***** MATERIAL FOR THIS TASK *****
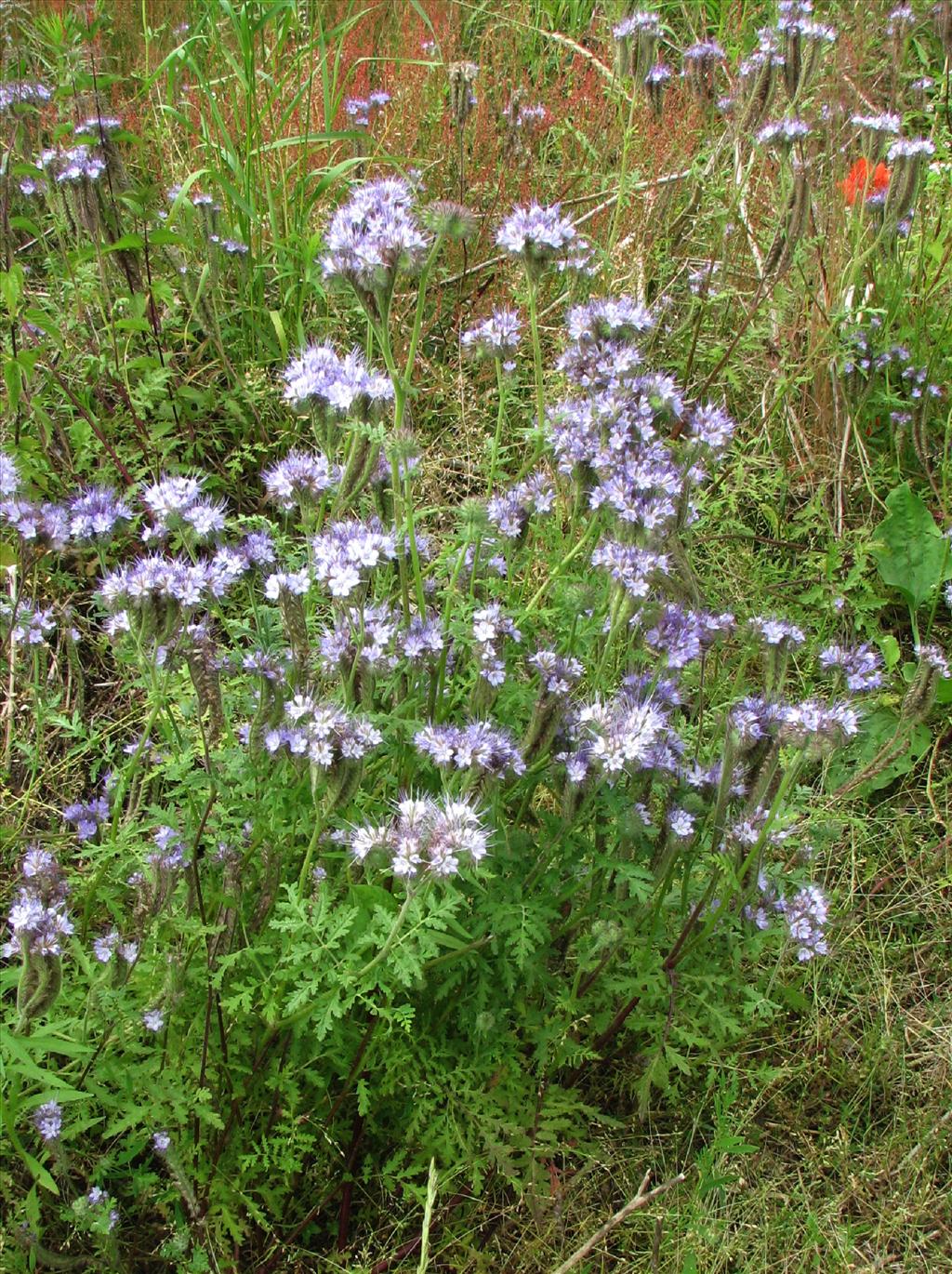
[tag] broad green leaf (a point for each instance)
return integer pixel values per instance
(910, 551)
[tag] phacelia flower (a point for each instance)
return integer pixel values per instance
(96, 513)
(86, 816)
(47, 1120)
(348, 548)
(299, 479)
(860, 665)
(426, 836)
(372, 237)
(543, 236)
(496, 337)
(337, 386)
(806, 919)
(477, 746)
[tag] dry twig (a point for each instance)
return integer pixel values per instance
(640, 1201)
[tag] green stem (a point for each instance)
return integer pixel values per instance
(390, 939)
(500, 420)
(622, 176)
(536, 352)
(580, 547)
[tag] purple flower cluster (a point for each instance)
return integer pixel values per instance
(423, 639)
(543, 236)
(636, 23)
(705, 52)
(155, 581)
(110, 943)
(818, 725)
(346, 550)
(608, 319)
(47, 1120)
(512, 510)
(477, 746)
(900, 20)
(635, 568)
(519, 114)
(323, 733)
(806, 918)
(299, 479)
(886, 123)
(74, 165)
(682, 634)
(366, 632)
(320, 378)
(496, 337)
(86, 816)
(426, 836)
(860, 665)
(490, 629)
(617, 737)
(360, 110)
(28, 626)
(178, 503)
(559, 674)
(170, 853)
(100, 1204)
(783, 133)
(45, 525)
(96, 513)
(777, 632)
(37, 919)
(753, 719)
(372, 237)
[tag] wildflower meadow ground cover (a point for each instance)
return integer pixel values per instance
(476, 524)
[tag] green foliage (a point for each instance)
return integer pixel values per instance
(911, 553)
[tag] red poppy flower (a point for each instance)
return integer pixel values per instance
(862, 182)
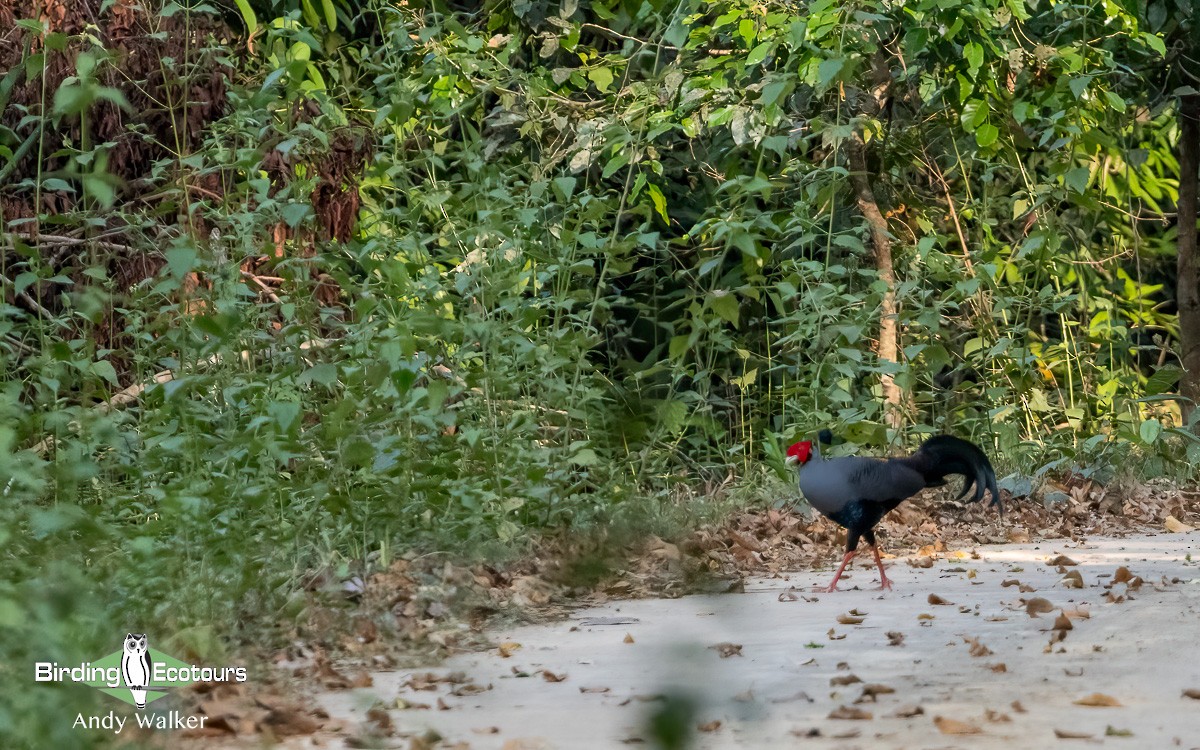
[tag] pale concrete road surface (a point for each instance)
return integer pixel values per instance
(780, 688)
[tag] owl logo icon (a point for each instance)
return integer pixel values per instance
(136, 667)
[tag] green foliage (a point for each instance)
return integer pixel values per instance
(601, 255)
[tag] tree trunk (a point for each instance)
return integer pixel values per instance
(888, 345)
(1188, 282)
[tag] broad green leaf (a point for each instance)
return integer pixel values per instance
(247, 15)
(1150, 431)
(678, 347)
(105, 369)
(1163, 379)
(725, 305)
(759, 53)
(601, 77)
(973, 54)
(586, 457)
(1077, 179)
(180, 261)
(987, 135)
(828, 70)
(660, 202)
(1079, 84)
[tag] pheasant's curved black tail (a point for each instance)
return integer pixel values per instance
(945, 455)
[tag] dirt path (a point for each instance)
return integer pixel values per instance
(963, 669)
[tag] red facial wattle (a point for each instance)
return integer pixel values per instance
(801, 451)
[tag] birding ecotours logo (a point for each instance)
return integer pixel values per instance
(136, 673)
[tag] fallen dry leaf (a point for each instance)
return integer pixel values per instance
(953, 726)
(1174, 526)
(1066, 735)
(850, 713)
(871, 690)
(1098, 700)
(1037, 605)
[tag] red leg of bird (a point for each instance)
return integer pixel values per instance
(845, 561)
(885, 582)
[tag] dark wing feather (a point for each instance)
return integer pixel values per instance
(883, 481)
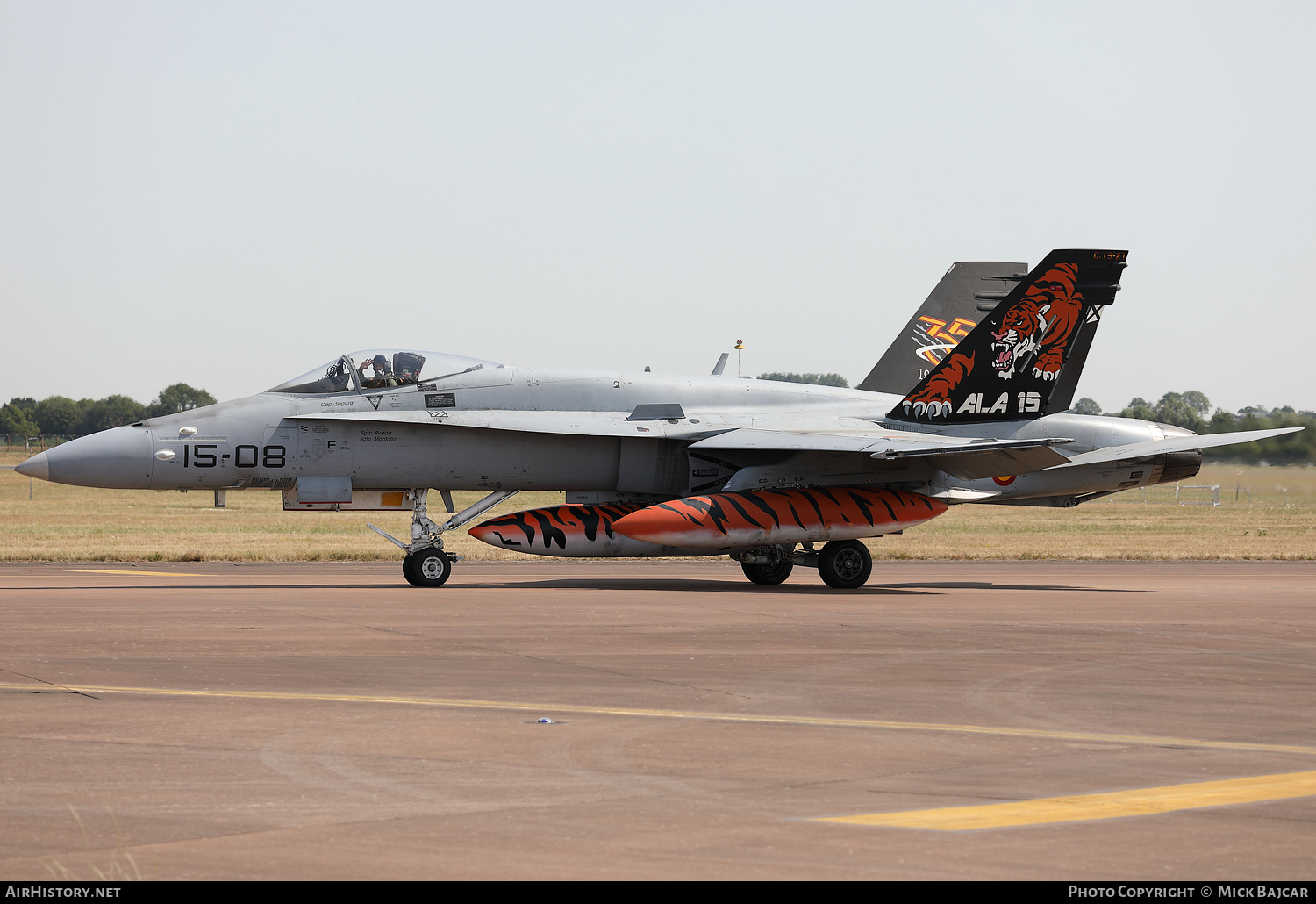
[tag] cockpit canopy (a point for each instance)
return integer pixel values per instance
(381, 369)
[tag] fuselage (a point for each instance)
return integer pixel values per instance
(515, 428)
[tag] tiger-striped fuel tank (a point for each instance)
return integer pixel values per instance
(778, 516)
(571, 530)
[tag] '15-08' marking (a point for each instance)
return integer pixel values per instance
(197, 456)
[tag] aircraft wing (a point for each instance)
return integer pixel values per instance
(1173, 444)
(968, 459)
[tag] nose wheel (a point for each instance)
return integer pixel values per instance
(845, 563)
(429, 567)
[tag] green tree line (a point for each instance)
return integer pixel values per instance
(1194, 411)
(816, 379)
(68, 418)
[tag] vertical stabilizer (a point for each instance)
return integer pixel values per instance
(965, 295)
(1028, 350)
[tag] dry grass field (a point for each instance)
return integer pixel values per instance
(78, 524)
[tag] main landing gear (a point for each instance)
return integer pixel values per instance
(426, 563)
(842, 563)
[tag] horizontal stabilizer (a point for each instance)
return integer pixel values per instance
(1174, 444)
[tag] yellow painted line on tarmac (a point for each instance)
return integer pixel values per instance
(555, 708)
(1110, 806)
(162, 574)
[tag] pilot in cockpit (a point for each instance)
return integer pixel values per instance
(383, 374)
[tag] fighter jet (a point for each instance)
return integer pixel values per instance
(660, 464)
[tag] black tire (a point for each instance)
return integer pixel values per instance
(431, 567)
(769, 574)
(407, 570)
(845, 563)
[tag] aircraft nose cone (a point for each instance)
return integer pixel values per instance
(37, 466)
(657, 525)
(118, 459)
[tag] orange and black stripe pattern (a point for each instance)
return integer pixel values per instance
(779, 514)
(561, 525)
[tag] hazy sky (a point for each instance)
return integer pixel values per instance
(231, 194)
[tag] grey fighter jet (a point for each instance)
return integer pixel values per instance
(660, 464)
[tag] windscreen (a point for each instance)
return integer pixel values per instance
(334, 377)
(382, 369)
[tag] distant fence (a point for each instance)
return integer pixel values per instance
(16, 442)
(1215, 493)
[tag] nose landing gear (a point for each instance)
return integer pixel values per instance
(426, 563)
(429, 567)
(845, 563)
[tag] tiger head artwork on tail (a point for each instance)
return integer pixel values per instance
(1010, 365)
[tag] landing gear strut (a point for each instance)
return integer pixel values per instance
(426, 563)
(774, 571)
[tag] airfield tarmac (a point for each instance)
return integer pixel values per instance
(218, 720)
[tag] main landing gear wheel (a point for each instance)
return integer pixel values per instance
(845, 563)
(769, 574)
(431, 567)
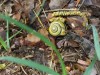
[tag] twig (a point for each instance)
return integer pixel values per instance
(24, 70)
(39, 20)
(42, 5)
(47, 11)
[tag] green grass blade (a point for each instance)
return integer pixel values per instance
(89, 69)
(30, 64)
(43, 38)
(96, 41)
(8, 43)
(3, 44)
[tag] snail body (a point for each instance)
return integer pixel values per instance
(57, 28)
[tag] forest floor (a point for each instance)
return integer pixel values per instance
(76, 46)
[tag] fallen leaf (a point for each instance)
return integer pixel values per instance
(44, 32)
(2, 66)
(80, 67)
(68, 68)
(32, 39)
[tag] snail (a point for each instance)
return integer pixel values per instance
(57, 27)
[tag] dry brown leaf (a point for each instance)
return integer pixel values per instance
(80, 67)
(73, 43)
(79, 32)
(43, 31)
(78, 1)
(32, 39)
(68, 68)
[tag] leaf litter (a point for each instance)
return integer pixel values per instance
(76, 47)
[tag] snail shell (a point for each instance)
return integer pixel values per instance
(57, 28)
*****
# INSTRUCTION:
Turn the material, everything from its start down to the line containing "(1188, 282)", into a two-column CSV headed request and answer, one row per text paired with its answer, each field quoted and line breaks replaced by spaces. Leave the picture markers out.

# EXERCISE RESULT:
request,answer
"[tag] broad green leaf (a point for each instance) return integer pixel values per instance","(910, 551)"
"[tag] phacelia flower (a point for each instance) return integer pixel values per instance","(96, 513) (86, 816) (47, 1120) (348, 548) (299, 479) (860, 665) (426, 836) (372, 237) (543, 236) (496, 337) (337, 386) (806, 919) (477, 746)"
"[tag] dry twig (a point for each instance) return integer pixel values per instance","(640, 1201)"
"[tag] green stem (a point for each instance) return integer pixel values per instance","(390, 939) (500, 420) (622, 176) (536, 352) (580, 547)"
"[tag] purple flower cluster (a point for each instance) return integer pixel values per instance","(423, 639) (543, 236) (636, 23) (705, 52) (155, 581) (110, 943) (818, 725) (346, 550) (608, 319) (47, 1120) (512, 510) (477, 746) (900, 20) (635, 568) (519, 114) (323, 733) (806, 918) (299, 479) (886, 123) (74, 165) (682, 634) (366, 632) (320, 378) (496, 337) (86, 816) (426, 836) (860, 665) (490, 629) (617, 737) (360, 110) (28, 626) (178, 503) (559, 674) (170, 853) (100, 1204) (783, 133) (45, 525) (96, 513) (777, 632) (37, 919) (753, 719) (372, 237)"
"[tag] wildflower meadow ground cover (a point for each instance) return integer pixel values per instance","(476, 524)"
"[tag] green foliage (a point for each instance) return integer pixel values per instance","(911, 553)"
"[tag] red poppy flower (a point for each instance) return integer pixel values per instance","(862, 182)"
"[tag] pale concrete road surface (a point for each instance) return integer pixel values per instance","(780, 688)"
"[tag] owl logo icon (a point for each instance) return integer pixel values per instance","(136, 667)"
"[tag] green foliage (a point for each instance) return integer pixel values per instance","(601, 255)"
"[tag] tree trunk (a point for each instance) return integer pixel values per instance","(888, 345) (1188, 282)"